• _Task to carry out_
In the records below, find the line with "Target: white dress shirt" and the line with "of the woman"; return exactly those lines and every line between them.

(Natural language region descriptions)
* * * *
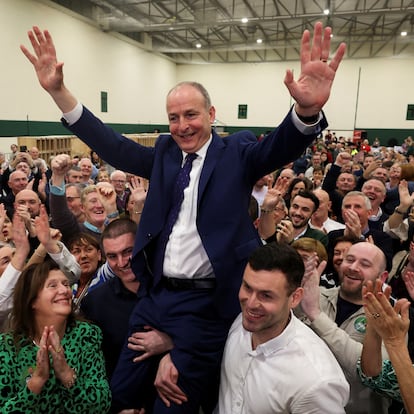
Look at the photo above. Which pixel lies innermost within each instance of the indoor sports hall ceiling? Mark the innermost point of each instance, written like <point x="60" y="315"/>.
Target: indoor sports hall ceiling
<point x="203" y="31"/>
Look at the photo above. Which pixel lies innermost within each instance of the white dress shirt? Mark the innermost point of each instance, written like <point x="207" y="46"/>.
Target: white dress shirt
<point x="185" y="256"/>
<point x="292" y="373"/>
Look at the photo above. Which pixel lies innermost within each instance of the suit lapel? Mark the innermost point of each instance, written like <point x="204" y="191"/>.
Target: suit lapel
<point x="213" y="155"/>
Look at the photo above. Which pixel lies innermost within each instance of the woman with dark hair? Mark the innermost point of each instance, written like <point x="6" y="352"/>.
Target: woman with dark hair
<point x="50" y="362"/>
<point x="94" y="271"/>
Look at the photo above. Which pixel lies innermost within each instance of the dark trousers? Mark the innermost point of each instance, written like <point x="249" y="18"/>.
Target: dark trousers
<point x="199" y="336"/>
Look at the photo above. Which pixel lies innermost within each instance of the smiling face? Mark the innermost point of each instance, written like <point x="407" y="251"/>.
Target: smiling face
<point x="189" y="118"/>
<point x="28" y="200"/>
<point x="266" y="303"/>
<point x="55" y="297"/>
<point x="7" y="229"/>
<point x="6" y="254"/>
<point x="300" y="211"/>
<point x="362" y="262"/>
<point x="23" y="166"/>
<point x="375" y="190"/>
<point x="93" y="209"/>
<point x="87" y="255"/>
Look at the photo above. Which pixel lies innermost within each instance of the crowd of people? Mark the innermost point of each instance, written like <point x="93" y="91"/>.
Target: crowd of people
<point x="207" y="274"/>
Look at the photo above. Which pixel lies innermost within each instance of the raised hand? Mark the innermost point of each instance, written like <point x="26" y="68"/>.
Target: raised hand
<point x="138" y="192"/>
<point x="40" y="373"/>
<point x="48" y="70"/>
<point x="166" y="382"/>
<point x="391" y="323"/>
<point x="313" y="87"/>
<point x="150" y="342"/>
<point x="310" y="283"/>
* * * *
• _Answer space_
Target: white dress shirt
<point x="185" y="256"/>
<point x="292" y="373"/>
Look at the photo above. Which pixel lies innermost within each instance of the suit lapel? Mark the innermost point of each instance, written like <point x="204" y="191"/>.
Target: suit lapel
<point x="213" y="155"/>
Look at the photo above. Which pixel lies innermost within each instance of the woman with dark hair? Mark the innermost point of each instance, written like <point x="6" y="352"/>.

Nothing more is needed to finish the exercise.